> [Location identification listing]
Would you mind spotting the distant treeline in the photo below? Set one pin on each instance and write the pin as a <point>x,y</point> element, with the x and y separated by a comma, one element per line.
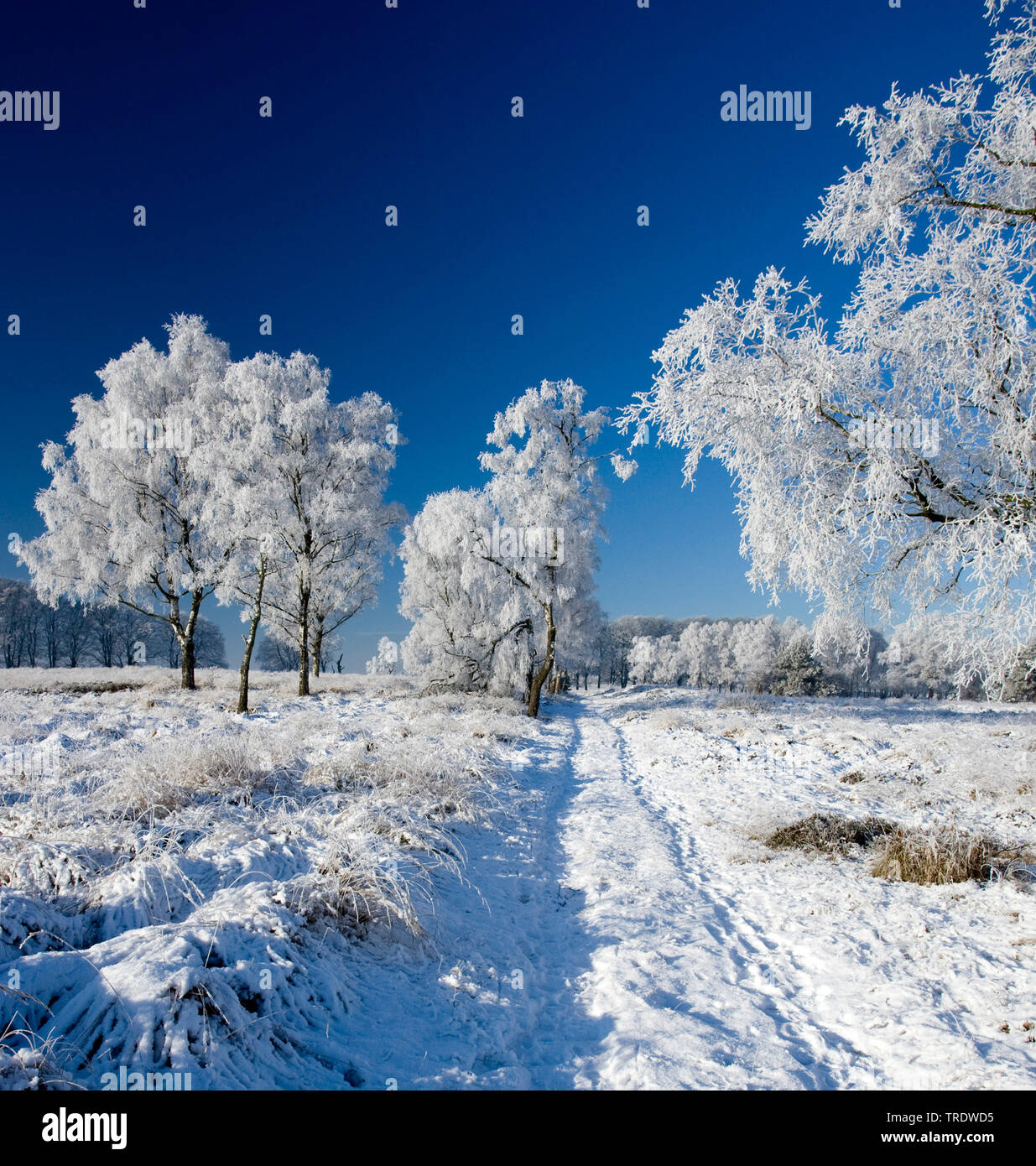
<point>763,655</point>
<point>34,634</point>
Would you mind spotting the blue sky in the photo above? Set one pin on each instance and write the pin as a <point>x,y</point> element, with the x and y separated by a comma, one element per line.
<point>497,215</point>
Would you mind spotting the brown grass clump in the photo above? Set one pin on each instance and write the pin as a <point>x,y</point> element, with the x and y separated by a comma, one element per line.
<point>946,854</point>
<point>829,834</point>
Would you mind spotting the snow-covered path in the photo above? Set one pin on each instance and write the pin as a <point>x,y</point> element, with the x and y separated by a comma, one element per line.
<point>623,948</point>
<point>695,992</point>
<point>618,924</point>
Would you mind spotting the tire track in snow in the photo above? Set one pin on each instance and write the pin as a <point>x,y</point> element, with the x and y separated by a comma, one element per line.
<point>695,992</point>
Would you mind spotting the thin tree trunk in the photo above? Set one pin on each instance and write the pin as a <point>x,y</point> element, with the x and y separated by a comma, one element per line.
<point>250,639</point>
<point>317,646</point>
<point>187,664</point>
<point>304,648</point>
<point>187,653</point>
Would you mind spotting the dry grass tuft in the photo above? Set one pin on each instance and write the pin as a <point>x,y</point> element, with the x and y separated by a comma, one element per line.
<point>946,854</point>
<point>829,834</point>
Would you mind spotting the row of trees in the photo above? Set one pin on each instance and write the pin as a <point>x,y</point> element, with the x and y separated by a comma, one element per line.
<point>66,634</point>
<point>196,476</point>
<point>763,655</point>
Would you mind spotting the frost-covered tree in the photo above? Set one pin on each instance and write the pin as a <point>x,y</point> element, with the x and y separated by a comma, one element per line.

> [Exercise objective]
Update the listing above by replacing each "photo" with "image" and keeping everything else the same. Leave the pictures out of your answer.

> [Exercise result]
Would you mind spotting the distant treeline in the image below? Set one pin on each instance and write the pin as a <point>x,y</point> element, with the x and y separated by a comma, one element per line.
<point>763,655</point>
<point>34,634</point>
Would you mind spotting the blue sky in the image above? Set one pin on each instance and write the pin as a <point>x,y</point> element, with the x and y separated by a comma, one element per line.
<point>497,215</point>
Would you mind spotting the brown grass clump in the image above? Set one pin on each instance and write the pin as a <point>x,y</point> element, with the x and y separated by a comma, one element per line.
<point>946,854</point>
<point>829,834</point>
Would you mind spotting the snow-covered path in the image above? Set one pin on each instance and write the pin as a <point>x,y</point> element, with the x and y separated by a comma, one element per line.
<point>623,948</point>
<point>695,992</point>
<point>618,924</point>
Would you mind spotting the tire track in snow in the image above? Set one pin on each instance and write the pin as a <point>x,y</point> element, with the x and y separated by a comma, one element per line.
<point>695,992</point>
Would you mind spotting the thin tree trunk in the image above? Set one pin on each instance and write the pin as a <point>x,y</point> element, with the x and y separated by a comma, one element per line.
<point>250,639</point>
<point>317,646</point>
<point>187,664</point>
<point>304,648</point>
<point>187,653</point>
Would you mind spotting the dry grass tuft in the image above? Set one pin on each instance and write the pin as a <point>x,y</point> element, with the x and y separated by a comma, one element per line.
<point>946,854</point>
<point>829,834</point>
Would you mind spotting the row of trees in the image above? Set one pin on each instance and write the pin as a <point>x,y</point> element, with the x and y separated by a comma, one element per line.
<point>66,634</point>
<point>196,476</point>
<point>763,655</point>
Would you mind spotting the frost-covered tree in the image above? Set one pin on each instance and write the pin as a <point>x,y</point> element, with the x and y separated by a comma, one element per line.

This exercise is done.